▶ **Problems and tasks**
a - Summarize the piece on advice monetization in two sentences.
b - Repeat the piece on advice monetization word for word, starting at "I know that" and ending at "out repeated advice.".

▶ **Extract**
**********
The creative industry has seen a huge popularity with digital info products and advice monetization. It's an advice gold rush and everyone's looking to cash in. Click through to read how this is hurting the creative industry

Is advice still free? Everywhere I turn, advice is monetized. E-courses that talk about ways to increase audience, page views, and 10 tips to do X and X. Ebooks that are a “crazy deal” and promise to give the low down on how to get going on with your business. The creative world has been going through an advice monetization era.

I know that obviously advice is still free. There are super helpful blog posts being written, gracious people give out wisdom on social media, and relevant Facebook mastermind groups full of advice with a variety of perspectives.

However, the monetization of advice has been growing more abundant. Everyone wants to be an authority figure. Cranking out ebooks, e-courses, filling their content with several sponsored posts, and churning out repeated advice.

What happened to starting out and just creating? You know, setting out to do something, experimenting, failing, and experimenting some more.

The creative world’s advice problem is people who are spouting out advice without experience behind it and action in it.

I thought, at first, the issue was solely with bloggers. For the past year or two, the business blogger selling their advice has become a popular thing. Bloggers aren’t the only ones after all. Many of the ebooks, e-courses, and workshops churned out are valuable. Even still, the amount of non-stop selling, vague statements, and courses about mindset rather than actual strategy have been increasing.

A teacher I had back in middle school said a quote that sticks with me to this day: Nothing is ever truly free, everything has a price tag. 

Does everything really have a price tag? There is lots of free good and bad content out on the internet. Aside from paying for an internet connection, you don’t have to pay for the actual content you reading.
**********
▶ **Data for review**
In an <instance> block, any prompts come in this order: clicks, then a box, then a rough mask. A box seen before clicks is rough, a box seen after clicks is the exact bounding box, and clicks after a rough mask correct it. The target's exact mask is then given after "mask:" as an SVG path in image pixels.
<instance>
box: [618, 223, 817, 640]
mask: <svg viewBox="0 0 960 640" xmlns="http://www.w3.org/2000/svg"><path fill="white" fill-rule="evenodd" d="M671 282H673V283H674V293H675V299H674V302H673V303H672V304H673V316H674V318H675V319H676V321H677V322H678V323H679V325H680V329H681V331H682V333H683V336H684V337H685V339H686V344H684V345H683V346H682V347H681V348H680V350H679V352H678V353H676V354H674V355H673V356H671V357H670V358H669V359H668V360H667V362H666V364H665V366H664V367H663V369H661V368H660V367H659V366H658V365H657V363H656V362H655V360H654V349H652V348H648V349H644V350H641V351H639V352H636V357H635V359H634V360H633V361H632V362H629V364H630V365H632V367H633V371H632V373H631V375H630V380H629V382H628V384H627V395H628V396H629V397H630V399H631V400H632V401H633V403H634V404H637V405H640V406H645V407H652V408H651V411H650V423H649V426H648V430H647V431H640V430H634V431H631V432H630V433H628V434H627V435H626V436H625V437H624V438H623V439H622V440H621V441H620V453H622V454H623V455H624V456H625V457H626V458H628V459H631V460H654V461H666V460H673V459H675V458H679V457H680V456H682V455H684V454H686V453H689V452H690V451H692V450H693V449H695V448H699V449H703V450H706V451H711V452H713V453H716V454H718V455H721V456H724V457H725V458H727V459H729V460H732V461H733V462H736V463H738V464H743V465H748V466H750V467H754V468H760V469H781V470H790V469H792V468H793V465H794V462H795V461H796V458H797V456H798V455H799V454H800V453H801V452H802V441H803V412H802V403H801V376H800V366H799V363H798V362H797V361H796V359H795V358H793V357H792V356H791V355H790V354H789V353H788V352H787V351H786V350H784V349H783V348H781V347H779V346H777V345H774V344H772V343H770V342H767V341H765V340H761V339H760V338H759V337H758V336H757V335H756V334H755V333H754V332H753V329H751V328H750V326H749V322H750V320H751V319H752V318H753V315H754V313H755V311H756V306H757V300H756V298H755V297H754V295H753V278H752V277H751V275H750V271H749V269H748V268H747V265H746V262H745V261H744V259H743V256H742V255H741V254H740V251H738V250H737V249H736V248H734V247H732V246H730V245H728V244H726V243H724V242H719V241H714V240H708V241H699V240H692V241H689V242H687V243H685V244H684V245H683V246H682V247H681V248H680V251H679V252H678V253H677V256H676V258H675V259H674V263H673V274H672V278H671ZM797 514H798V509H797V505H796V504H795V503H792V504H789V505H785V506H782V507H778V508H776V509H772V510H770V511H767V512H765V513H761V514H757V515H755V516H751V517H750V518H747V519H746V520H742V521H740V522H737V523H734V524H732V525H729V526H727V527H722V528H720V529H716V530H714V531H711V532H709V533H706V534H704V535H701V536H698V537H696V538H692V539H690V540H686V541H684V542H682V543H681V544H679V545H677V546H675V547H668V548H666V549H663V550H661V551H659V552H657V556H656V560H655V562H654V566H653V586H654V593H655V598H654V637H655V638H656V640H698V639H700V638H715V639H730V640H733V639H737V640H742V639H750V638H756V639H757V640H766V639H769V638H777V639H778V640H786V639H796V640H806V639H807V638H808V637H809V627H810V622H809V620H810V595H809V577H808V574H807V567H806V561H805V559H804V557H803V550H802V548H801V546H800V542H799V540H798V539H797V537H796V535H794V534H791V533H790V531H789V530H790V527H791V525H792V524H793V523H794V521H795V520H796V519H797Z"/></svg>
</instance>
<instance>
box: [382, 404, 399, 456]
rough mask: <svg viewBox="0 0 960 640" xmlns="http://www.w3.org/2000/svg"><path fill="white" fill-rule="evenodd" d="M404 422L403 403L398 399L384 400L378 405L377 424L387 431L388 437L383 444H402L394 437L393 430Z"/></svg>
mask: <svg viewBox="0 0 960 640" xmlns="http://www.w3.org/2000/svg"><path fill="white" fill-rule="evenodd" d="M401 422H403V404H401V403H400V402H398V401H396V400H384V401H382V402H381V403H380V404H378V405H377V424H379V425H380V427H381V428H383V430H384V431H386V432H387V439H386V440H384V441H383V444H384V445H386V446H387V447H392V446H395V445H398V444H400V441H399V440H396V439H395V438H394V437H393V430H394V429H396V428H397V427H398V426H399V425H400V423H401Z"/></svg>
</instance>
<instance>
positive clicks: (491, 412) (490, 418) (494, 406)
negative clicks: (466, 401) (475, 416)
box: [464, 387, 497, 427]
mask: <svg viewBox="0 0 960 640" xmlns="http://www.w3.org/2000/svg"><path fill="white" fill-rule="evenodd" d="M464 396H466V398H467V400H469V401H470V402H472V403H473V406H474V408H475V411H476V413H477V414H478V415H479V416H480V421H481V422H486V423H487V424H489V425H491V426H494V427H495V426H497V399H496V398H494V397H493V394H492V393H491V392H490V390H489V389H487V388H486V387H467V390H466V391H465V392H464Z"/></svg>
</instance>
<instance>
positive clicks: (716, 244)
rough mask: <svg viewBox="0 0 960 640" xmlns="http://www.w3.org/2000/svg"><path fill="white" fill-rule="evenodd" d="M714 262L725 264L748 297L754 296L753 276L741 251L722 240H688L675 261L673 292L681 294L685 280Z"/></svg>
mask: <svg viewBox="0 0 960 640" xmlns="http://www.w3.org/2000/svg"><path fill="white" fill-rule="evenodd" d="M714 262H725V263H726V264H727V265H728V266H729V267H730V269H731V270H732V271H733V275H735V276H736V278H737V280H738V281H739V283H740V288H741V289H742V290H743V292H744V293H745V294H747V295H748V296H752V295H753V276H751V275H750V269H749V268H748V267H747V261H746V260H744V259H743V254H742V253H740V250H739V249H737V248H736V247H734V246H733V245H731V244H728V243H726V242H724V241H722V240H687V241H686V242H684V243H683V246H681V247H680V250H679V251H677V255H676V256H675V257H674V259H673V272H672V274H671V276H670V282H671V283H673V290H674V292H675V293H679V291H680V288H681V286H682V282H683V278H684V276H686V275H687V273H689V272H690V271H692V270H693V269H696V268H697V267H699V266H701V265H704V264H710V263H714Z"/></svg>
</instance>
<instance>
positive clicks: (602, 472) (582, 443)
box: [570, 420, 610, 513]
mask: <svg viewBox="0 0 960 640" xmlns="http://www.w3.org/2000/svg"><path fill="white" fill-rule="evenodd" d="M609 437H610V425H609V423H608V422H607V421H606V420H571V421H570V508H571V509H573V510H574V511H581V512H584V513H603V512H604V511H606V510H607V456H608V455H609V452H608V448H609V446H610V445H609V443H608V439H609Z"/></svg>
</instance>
**********
▶ **Task solutions**
a - The creative world is going through an era of advice monetization, with e-courses, ebooks, and sponsored posts multiplying as everyone wants to be an authority figure, even though free advice is still available in blog posts, on social media, and in Facebook mastermind groups. The author sees the core problem as people giving advice without experience or action behind it, and notes that while many paid ebooks, e-courses, and workshops are valuable, non-stop selling, vague statements, and mindset-focused courses keep increasing.

b -
I know that obviously advice is still free. There are super helpful blog posts being written, gracious people give out wisdom on social media, and relevant Facebook mastermind groups full of advice with a variety of perspectives.

However, the monetization of advice has been growing more abundant. Everyone wants to be an authority figure. Cranking out ebooks, e-courses, filling their content with several sponsored posts, and churning out repeated advice.